Reproduce word for word the part of the forum thread below that starts with the words containing "Today was the" and finishes with "them learn virtually.".

**Given text**

━━━━━━

Probably end all of it it will be a massive win for 2A


----------



## robobobo (Jan 21, 2022)

Just about none of those gun control laws actually passed in the first place.  There was so much pushback that the majority got shelved and never came back.


----------



## Josterman (Jan 22, 2022)

robobobo said:


> Just about none of those gun control laws actually passed in the first place.  There was so much pushback that the majority got shelved and never came back.


the protest was massive


----------



## z0mb0 (Jan 23, 2022)

Josterman said:


> the protest was massive


And entirely peaceful.


----------



## Josterman (Jan 23, 2022)

z0mb0 said:


> And entirely peaceful.


Sure was and not peaceful by the left standards ie lighting fires and riots


----------



## z0mb0 (Jan 23, 2022)

Josterman said:


> Sure was and not peaceful by the left standards ie lighting fires and riots


of course. there was a bunch of armed people there from the area. what kind of moron would try something with those caveats. Hell a terrorist tried to do something there iirc and he was id'd then apprehended no issue.


----------



## Josterman (Jan 23, 2022)

z0mb0 said:


> of course. there was a bunch of armed people there from the area. what kind of moron would try something with those caveats. Hell a terrorist tried to do something there iirc and he was id'd then apprehended no issue.


Armed society minus the ones not right in the head is polite one


----------



## Back me up! (Jan 24, 2022)

If you guys want to see HOW Virginia went  red the Virginia Project is hosting a discussion and review of getting a candidate in every position possible on Feb 2th.



			https://twitter.com/ProjectVirginia/status/1485624012281688067?t=5Li8j2eW3qNYQDRDxs2_xQ&s=19
		


In the past they have done videos on how to be a poll watcher and how to report possible fraud.


----------



## Trianon (Jan 25, 2022)

Today was the day Youngkin's order to stop forced masking went into effect. Several of the most populated school districts outright refused and separated any kid who wouldn't wear a mask and made them learn virtually.

━━━━━━

**Excerpted data**
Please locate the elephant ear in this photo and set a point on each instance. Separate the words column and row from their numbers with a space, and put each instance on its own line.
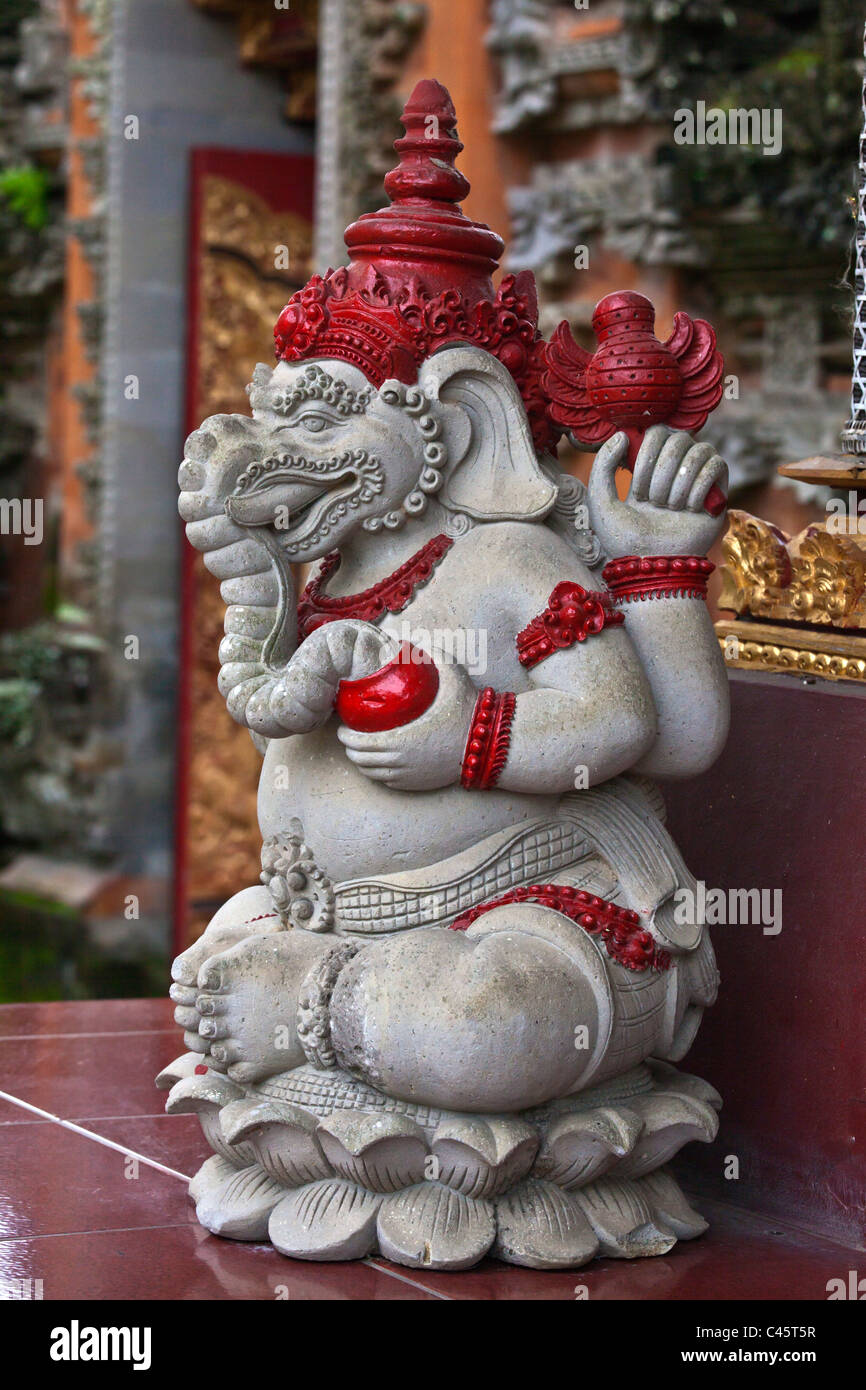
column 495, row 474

━━━━━━

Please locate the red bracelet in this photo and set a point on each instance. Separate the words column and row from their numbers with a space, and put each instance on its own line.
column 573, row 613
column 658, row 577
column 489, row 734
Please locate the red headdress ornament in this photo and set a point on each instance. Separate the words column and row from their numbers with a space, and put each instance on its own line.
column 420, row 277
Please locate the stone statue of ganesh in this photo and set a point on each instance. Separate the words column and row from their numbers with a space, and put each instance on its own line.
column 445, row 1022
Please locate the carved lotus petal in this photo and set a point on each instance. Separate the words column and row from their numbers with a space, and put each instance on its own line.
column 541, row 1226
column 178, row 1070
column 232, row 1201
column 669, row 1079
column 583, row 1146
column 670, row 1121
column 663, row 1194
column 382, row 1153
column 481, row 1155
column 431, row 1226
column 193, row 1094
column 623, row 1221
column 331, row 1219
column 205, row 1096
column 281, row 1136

━━━━━━

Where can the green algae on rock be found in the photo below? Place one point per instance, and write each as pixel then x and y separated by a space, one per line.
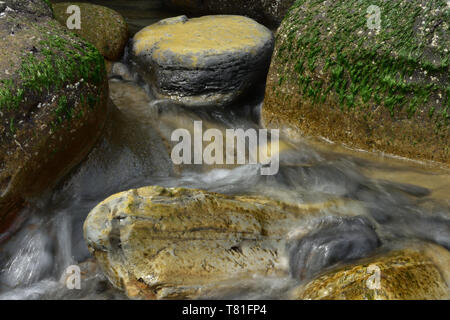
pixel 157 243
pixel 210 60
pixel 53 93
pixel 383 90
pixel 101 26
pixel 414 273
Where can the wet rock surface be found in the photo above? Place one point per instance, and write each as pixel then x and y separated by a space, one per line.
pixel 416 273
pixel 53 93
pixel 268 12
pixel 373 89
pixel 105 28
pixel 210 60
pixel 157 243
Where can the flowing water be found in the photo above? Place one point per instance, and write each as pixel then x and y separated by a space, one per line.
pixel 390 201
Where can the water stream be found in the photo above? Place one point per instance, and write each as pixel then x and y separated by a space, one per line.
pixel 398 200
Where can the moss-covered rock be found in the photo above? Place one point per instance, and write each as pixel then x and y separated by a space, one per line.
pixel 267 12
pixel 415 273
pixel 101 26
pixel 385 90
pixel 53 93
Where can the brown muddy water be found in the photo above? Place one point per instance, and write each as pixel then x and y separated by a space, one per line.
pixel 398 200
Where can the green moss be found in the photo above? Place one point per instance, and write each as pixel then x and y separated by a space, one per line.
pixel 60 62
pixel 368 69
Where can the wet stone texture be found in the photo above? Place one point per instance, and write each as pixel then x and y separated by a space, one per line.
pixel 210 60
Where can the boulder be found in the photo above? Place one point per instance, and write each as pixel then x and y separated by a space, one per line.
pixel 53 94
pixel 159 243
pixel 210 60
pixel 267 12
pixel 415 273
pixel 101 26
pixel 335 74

━━━━━━

**Result of the task**
Today was the day Youngkin's order to stop forced masking went into effect. Several of the most populated school districts outright refused and separated any kid who wouldn't wear a mask and made them learn virtually.